## ЗАДАНИЕ
Извлеките дословно из отрывка об отношении людей к животным фрагмент, который открывается словами, содержащими «На следующее утро», и завершается словами «с этим делать?».

## ОТРЫВОК
════════════════════

Скажи, Гейл, с точки зрения освобождения животных есть какая-нибудь разница между террористами, протаранившими башни-близнецы, и теми «боевиками» из ALF, которые нападают на ученых? Ведь и те и другие убеждены, что их действия высокоморальны.
Гейл отвечает мне:
Есть огромная разница между группами, которые убеждены, что их действия высокоморальны, и группами, действия которых действительно высокоморальны. В том-то и разница. Во времена рабства многие люди незаконно помогали рабам с риском для собственной жизни потому, что были убеждены в высокоморальности собственных действий. На практике их действия действительно были высокоморальны. То же самое можно сказать о людях, которые спасали людей от нацистов.
На часах уже за полночь. Тилли спит в кресле-качалке у меня в офисе. Я устал. Пишу ответ:
Гейл, я согласен с тобой по поводу нацистов и рабовладения. Но скажи, откуда нам знать, где на самом деле кроется этическая истина в этих вопросах? Разве все в конце концов не сводится к личному мнению или к твоей собственной моральной интуиции?
На следующее утро приходит ответ:
Да, согласна, отыскать этическую истину бывает трудно. Но одно совершенно точно: этическая истина НИКОГДА не сводится к личному мнению!
Мне хотелось бы поверить в ее правоту, но чем дольше я изучаю взаимодействие людей и животных, тем больше у меня появляется сомнений.
Джонатан Хайдт утверждает, что все мы ханжи. За двадцать лет изучения отношения людей к животным я убедился, что это правда. Встречаются, конечно, редкие исключения вроде Лизы — веганки, которая не принимает антибиотиков и не выпускает кота на улицу, чтобы тот не охотился на птиц. Однако подавляющее большинство людей непоследовательны, чудовищно непоследовательны в своих суждениях и обращении с представителями других видов. И что с этим делать?
В 1950-х годах социальный психолог выдвинул одну из самых значимых психологических теорий. Согласно этой теории, при конфликте наших убеждений, поведения и установок мы испытываем состояние, которое автор назвал когнитивным диссонансом. Это причиняет нам дискомфорт, и потому человек стремится снизить градус психического конфликта, порожденного этим столкновением. Мы можем, к примеру, изменить убеждения или поведение либо искажать или отрицать доказательства.

════════════════════

## ИСХОДНЫЕ ДАННЫЕ
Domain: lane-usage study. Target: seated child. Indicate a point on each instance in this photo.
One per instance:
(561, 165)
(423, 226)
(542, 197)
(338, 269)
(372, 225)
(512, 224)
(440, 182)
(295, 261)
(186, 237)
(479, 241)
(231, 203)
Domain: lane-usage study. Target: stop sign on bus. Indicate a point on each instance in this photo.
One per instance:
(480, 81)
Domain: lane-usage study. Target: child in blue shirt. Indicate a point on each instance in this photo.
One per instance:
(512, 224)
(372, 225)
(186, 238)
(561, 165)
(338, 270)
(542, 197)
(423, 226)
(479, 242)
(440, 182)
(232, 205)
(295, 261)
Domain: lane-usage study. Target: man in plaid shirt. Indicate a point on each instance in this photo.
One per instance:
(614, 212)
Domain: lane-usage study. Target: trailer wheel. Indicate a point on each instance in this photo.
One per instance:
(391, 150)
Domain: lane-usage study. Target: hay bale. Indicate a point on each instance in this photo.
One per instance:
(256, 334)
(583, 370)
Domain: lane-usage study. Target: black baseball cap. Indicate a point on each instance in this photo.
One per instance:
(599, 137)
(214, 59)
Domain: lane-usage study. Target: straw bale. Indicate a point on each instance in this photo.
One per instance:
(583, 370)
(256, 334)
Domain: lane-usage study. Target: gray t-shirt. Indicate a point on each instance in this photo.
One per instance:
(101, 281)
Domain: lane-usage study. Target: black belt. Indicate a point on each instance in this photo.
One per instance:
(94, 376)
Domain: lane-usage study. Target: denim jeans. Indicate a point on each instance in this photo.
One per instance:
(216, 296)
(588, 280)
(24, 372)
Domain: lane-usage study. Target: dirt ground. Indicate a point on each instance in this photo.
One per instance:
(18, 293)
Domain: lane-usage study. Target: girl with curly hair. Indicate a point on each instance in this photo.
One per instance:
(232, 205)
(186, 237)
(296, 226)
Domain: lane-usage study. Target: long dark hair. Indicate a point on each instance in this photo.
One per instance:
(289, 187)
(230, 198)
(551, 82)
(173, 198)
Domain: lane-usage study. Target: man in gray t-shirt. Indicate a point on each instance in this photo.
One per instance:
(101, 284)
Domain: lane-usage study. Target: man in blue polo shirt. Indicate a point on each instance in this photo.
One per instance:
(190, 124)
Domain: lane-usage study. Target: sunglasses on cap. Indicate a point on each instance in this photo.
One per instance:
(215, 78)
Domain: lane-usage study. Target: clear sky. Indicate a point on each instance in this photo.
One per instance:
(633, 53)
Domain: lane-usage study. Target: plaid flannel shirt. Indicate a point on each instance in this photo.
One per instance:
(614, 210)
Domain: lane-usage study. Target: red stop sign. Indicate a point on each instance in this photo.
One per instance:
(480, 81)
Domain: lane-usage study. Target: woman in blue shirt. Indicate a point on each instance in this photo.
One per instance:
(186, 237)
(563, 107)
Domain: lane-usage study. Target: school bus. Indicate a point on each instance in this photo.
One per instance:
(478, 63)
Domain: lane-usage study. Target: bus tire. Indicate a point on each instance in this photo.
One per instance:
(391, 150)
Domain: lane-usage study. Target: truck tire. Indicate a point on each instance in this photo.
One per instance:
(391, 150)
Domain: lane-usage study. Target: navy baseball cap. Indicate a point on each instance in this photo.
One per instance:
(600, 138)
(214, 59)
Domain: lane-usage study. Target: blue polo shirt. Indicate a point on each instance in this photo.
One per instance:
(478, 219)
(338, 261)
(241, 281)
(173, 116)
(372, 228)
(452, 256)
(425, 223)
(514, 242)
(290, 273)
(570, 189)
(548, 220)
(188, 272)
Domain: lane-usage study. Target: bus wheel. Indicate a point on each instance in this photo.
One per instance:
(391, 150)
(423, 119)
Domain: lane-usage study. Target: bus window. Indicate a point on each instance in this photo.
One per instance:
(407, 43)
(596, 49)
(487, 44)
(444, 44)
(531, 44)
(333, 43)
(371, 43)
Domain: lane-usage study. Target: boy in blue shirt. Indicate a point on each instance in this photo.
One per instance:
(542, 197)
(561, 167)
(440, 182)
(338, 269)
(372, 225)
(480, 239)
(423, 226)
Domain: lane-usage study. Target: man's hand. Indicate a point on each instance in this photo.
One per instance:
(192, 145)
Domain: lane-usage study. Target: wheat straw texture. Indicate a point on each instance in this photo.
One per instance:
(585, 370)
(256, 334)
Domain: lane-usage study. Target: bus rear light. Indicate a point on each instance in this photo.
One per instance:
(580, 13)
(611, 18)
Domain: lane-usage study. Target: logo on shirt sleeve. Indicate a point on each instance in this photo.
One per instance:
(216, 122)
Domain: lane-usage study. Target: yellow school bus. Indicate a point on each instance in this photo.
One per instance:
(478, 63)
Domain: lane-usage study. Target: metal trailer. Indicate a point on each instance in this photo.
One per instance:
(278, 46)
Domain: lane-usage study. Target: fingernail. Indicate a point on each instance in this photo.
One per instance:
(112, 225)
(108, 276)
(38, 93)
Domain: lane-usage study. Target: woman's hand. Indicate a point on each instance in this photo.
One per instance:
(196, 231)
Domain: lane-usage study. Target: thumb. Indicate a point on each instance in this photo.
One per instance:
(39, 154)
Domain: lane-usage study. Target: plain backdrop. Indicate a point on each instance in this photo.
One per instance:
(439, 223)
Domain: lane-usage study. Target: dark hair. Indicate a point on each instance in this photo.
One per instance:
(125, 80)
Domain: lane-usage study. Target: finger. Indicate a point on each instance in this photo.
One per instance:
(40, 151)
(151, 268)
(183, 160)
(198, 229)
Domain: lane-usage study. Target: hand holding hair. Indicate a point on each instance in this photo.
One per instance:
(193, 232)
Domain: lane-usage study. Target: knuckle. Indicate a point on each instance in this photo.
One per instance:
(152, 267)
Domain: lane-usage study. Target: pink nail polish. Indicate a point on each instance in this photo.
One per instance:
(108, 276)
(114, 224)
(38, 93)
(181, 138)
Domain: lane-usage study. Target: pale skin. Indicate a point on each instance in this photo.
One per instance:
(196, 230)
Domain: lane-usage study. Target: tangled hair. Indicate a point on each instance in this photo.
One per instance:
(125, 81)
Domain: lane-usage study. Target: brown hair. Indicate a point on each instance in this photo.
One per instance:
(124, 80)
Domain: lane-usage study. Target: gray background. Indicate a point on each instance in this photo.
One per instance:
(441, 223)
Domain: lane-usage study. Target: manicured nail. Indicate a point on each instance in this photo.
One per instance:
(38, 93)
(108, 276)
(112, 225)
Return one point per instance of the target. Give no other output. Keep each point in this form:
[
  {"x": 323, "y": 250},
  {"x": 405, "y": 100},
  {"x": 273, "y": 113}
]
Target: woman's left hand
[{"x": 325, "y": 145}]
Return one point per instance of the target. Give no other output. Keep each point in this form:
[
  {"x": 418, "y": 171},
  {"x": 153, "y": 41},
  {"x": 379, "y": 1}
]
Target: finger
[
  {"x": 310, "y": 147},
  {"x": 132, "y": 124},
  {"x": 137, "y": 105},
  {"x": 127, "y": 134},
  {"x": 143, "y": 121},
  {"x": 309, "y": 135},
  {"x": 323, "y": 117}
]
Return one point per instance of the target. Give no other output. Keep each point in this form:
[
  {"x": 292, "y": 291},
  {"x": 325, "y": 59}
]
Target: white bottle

════════════════════

## РЕШЕНИЕ ЗАДАЧИ
На следующее утро приходит ответ:
Да, согласна, отыскать этическую истину бывает трудно. Но одно совершенно точно: этическая истина НИКОГДА не сводится к личному мнению!
Мне хотелось бы поверить в ее правоту, но чем дольше я изучаю взаимодействие людей и животных, тем больше у меня появляется сомнений.
Джонатан Хайдт утверждает, что все мы ханжи. За двадцать лет изучения отношения людей к животным я убедился, что это правда. Встречаются, конечно, редкие исключения вроде Лизы — веганки, которая не принимает антибиотиков и не выпускает кота на улицу, чтобы тот не охотился на птиц. Однако подавляющее большинство людей непоследовательны, чудовищно непоследовательны в своих суждениях и обращении с представителями других видов. И что с этим делать?